What you are asked to do:
Collect every line in the records below that contains the word "target".
#### Data provided ####
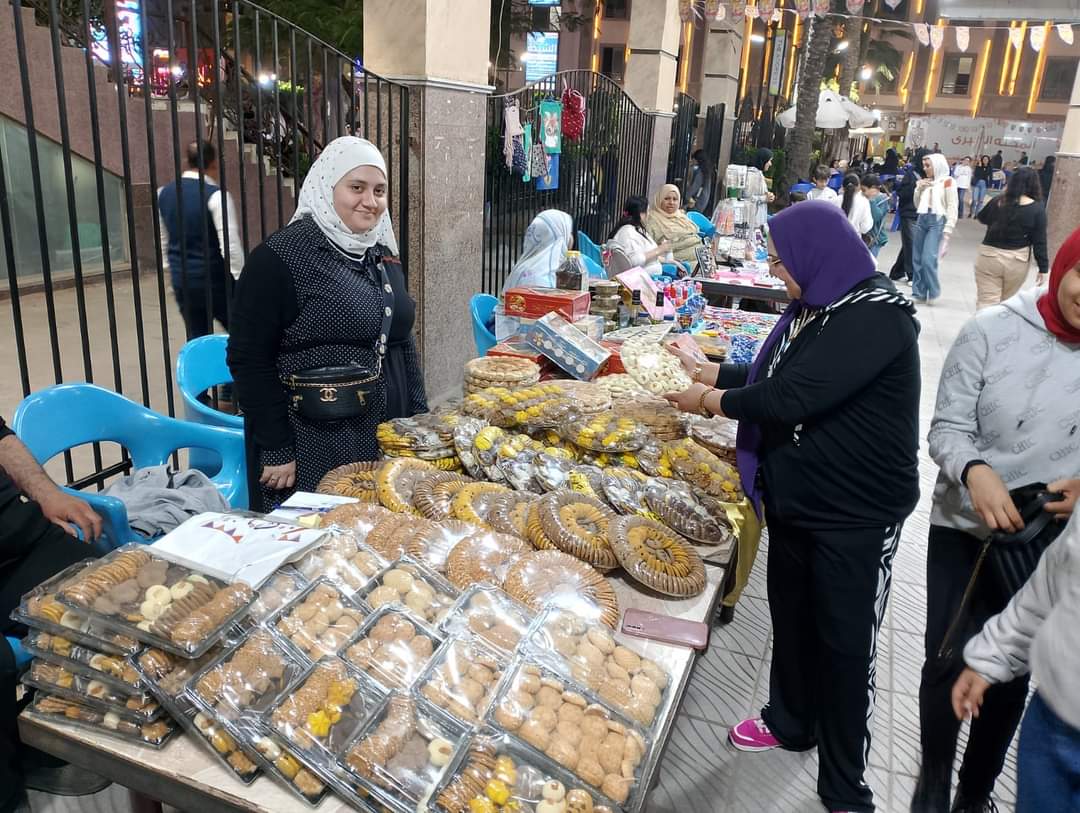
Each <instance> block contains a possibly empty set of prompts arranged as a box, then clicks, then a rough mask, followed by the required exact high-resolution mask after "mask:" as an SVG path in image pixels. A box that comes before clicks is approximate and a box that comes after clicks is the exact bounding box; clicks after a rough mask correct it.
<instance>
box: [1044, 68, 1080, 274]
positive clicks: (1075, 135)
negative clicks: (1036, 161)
####
#### Data provided ####
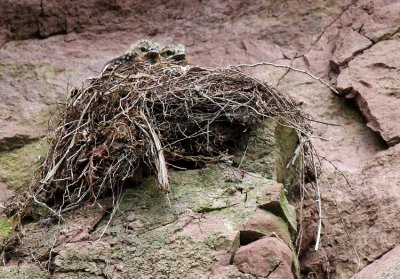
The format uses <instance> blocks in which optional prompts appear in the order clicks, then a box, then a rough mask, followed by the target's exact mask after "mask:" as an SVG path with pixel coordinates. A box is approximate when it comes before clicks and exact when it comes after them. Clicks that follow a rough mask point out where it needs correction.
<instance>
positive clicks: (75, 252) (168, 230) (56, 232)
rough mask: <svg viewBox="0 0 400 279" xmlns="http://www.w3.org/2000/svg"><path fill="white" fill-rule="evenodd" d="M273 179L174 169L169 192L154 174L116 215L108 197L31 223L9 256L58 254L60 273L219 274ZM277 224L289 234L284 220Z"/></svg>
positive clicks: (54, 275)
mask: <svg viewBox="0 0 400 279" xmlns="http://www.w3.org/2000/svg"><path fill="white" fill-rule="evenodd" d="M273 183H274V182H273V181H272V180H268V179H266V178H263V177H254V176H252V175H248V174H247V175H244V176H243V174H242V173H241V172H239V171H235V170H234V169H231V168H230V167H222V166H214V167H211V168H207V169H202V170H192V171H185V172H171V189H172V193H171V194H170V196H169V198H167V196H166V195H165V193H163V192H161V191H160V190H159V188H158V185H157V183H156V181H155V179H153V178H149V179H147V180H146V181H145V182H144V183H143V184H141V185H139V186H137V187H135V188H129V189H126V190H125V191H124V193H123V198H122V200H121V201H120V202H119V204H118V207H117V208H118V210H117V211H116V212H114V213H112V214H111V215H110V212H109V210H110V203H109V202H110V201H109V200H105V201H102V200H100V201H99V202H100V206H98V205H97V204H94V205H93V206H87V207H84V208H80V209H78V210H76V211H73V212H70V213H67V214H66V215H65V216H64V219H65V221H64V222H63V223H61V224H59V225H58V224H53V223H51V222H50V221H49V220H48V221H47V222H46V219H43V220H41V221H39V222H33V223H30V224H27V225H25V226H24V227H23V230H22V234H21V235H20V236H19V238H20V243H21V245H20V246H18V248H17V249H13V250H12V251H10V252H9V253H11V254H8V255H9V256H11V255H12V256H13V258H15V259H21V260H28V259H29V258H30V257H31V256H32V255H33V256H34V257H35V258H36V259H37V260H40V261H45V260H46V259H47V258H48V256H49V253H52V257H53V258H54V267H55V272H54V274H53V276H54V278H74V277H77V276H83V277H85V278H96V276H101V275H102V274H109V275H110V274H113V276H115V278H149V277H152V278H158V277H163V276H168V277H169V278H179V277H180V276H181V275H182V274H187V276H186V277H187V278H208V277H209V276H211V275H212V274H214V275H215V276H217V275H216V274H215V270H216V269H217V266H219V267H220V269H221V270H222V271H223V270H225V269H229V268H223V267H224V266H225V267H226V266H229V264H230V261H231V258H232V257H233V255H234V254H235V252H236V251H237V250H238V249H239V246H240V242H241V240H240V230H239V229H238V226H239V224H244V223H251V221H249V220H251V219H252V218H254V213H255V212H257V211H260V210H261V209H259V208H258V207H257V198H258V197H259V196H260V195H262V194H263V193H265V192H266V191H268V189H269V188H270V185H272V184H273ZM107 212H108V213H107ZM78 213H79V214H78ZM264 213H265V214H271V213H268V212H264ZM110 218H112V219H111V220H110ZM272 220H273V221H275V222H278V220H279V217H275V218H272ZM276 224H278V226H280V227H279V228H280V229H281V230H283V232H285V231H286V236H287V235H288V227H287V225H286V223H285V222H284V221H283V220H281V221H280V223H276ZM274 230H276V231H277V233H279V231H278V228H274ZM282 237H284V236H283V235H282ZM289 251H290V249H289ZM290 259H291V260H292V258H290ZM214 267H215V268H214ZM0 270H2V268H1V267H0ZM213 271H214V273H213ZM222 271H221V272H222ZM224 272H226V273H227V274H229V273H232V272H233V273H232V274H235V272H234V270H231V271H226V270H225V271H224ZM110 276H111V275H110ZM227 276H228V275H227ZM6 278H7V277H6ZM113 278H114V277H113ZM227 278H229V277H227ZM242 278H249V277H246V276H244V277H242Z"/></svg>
####
#### Data provided ####
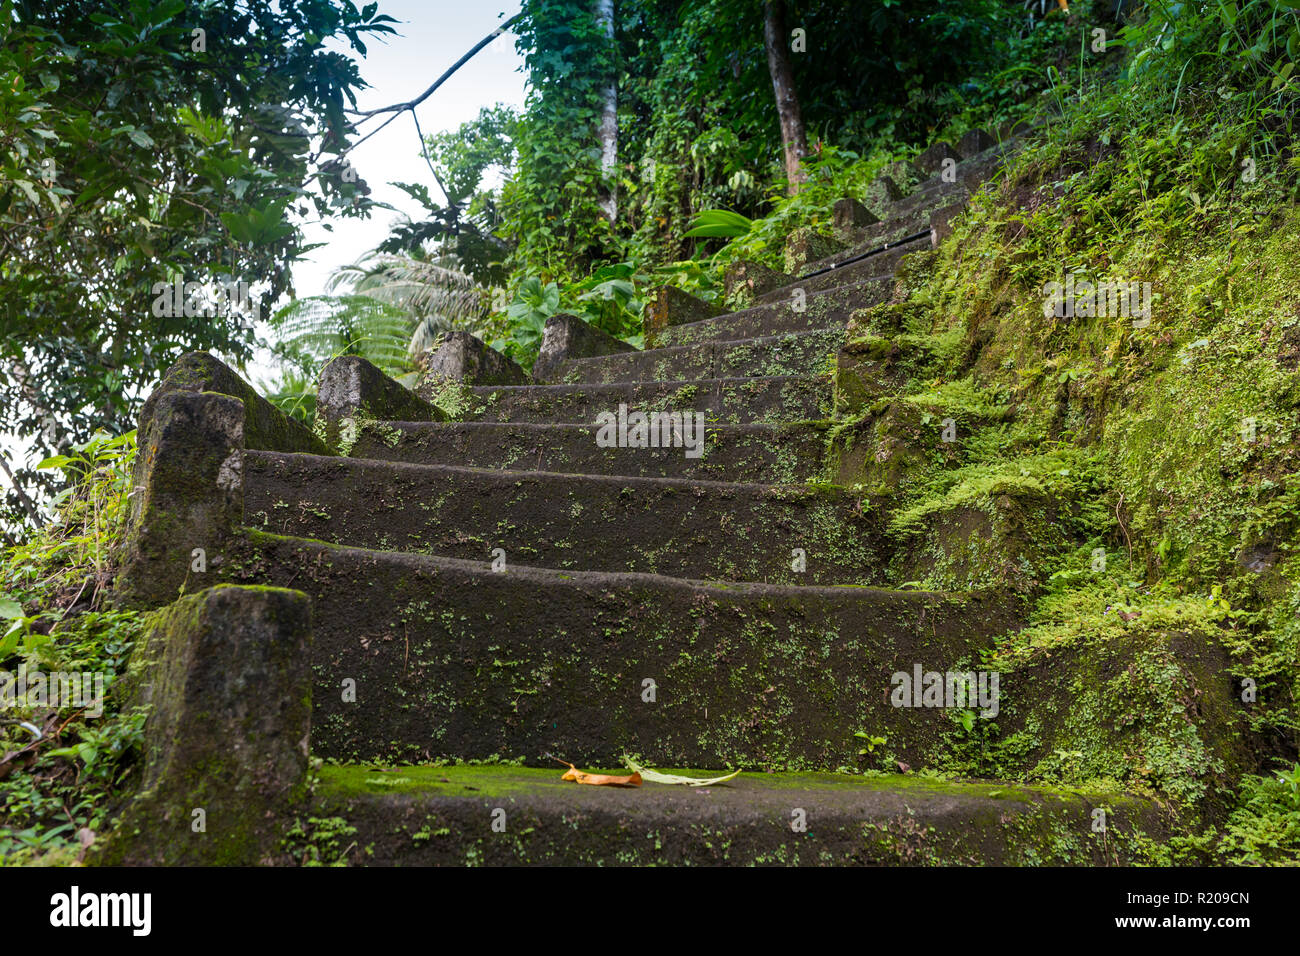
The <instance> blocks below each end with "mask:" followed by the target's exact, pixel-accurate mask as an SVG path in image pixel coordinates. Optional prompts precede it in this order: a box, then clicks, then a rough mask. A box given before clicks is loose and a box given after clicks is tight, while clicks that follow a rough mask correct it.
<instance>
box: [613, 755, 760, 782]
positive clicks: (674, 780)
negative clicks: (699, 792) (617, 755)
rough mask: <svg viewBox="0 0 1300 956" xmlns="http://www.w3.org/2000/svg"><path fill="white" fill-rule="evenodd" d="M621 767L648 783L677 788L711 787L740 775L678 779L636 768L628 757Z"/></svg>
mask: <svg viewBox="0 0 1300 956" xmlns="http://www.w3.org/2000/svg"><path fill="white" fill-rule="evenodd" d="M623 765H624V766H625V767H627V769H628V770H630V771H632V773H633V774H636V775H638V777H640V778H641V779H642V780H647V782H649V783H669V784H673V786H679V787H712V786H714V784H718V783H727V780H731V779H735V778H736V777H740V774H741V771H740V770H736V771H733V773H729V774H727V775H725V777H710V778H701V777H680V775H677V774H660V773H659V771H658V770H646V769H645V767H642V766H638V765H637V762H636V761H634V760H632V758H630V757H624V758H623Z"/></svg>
####
Response area:
The format uses <instance> blocks in which optional prompts appear in the order clicks, then a box, then a rough mask, followed by the target's exact mask after "mask:" as an SVG path with pixel coordinates. A box is approximate when it comes before clicks and exact when it comes after them. Clicks that follow a rough mask point out where it needs correction.
The <instance> blocks below each end with "mask:" followed by the target's exact, pixel-accurate mask as an SVG path in image pixel coordinates. Optional prompts precede it in this order: a box, then clicks, then a rough mask. A box given before clicks is loose and a box given after clicks is tight, while clicks that follow a rough mask correct it.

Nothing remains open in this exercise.